• _Required action_
Take the line containing "Tag the headlight" and every line after it to the end of the data, and write them out exactly as they appear.

• _Saved entries_
━━━━━━━━━━━━━━━━━━━━━━━━━━━━━━
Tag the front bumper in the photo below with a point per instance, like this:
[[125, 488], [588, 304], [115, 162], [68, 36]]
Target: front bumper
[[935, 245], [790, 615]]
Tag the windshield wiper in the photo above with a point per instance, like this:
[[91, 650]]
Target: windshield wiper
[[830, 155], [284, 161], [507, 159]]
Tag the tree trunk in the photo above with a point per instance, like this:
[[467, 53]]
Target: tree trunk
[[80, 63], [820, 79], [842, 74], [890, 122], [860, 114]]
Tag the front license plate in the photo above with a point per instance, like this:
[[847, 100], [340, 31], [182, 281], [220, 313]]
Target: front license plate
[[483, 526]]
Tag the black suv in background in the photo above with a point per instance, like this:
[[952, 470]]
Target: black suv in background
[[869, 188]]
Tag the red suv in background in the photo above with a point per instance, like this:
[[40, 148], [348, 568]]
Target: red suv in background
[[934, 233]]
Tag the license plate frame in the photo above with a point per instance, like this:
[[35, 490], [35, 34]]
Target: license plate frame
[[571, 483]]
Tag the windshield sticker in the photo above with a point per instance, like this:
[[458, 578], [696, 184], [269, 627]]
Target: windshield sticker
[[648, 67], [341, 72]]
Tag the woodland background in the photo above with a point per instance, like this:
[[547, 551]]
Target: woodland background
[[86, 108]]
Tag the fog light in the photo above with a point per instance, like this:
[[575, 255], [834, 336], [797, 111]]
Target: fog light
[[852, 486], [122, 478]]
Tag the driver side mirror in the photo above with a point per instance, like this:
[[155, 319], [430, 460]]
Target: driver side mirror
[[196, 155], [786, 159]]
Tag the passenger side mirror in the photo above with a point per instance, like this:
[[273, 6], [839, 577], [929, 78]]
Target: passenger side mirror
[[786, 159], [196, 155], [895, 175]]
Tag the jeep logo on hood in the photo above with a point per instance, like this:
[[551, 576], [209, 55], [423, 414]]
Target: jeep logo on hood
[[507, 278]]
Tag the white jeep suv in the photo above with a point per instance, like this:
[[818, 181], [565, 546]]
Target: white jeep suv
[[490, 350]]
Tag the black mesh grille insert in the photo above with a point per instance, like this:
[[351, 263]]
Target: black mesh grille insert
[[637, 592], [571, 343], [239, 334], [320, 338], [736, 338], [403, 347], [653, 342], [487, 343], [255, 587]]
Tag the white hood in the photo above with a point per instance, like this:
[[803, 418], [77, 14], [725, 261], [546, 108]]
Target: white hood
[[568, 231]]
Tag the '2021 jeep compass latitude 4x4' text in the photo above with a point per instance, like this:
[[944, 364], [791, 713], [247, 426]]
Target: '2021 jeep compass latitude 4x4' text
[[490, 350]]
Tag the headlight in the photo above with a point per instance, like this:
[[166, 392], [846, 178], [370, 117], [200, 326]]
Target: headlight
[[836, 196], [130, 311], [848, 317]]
━━━━━━━━━━━━━━━━━━━━━━━━━━━━━━
• _Task solution_
Tag the headlight in the photo above with a point per instance, like this:
[[166, 392], [846, 178], [370, 117], [200, 326]]
Target: headlight
[[836, 196], [130, 311], [848, 317]]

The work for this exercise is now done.